### WRITTEN INSTRUCTION
Print the line that contains "Where can you see the climbing" and every line after it through the last line of the records below, exactly as written and nothing else.

### DATA PROVIDED

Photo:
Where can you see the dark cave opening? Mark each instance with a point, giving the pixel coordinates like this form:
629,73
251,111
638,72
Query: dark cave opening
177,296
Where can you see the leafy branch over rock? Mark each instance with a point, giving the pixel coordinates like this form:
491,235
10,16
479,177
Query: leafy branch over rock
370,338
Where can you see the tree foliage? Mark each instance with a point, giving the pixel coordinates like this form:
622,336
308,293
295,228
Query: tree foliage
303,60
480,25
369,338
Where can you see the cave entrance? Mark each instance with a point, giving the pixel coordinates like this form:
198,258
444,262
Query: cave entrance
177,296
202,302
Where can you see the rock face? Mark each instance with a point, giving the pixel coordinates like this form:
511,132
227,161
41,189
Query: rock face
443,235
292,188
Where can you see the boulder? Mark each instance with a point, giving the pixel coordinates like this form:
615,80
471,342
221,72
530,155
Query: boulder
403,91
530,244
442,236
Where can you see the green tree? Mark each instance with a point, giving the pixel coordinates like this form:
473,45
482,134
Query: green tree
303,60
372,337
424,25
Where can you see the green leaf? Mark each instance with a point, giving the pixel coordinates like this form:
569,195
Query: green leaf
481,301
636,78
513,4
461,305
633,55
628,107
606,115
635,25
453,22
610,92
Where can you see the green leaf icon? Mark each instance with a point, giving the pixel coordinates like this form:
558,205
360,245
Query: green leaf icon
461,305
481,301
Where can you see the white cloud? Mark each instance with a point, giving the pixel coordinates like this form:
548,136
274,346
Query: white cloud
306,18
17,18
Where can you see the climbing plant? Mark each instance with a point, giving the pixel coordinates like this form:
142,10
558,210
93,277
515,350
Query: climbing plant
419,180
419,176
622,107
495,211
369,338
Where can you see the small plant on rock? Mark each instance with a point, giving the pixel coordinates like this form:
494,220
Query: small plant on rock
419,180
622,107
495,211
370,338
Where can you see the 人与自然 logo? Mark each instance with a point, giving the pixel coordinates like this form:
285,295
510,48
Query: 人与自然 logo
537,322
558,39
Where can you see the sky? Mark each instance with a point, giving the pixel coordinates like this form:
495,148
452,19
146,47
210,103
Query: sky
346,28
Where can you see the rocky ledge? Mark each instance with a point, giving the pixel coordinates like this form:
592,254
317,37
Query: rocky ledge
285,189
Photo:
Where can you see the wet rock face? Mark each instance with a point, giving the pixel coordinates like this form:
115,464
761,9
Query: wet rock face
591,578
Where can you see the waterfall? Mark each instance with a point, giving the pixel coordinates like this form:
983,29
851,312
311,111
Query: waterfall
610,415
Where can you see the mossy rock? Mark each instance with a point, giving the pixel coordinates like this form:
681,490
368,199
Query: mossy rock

### EXPECTED OUTPUT
Where can you see the climbing plant? Mark each instance with a point, giving the pixel coordinates like this form:
142,10
558,210
93,277
515,350
Query: climbing plant
419,180
419,176
622,107
495,211
369,338
Where can you see the small plant on rock? Mark each instance with a point, giving the pixel coordinates like this form:
494,220
Query: small plant on rock
419,180
622,107
495,211
370,338
Where can you see the 人与自然 logo? Mark each instance with a point, giving the pixel coordinates like this form:
285,295
510,48
Query: 人与自然 logo
537,322
558,39
Where can you see the sky? Mark each instance with a point, giving the pixel coordinates like this form:
495,148
452,19
146,47
210,103
Query: sky
346,28
Where can you see the rocky ledge? Mark each instance with a point, giving the pixel coordinates like this form:
592,254
317,37
Query: rocky ledge
285,189
Photo:
Where can you see the wet rock face? Mark each instance with a point, giving the pixel coordinates like this form:
115,464
761,9
Query: wet rock face
591,578
Where can you see the waterfall? Mark each instance with a point, giving the pixel coordinates like this form:
983,29
851,312
311,111
Query: waterfall
610,415
Where can you see the mossy rock? Mark each instance with a point, giving the pixel coordinates like this form:
681,490
368,199
Query: mossy rock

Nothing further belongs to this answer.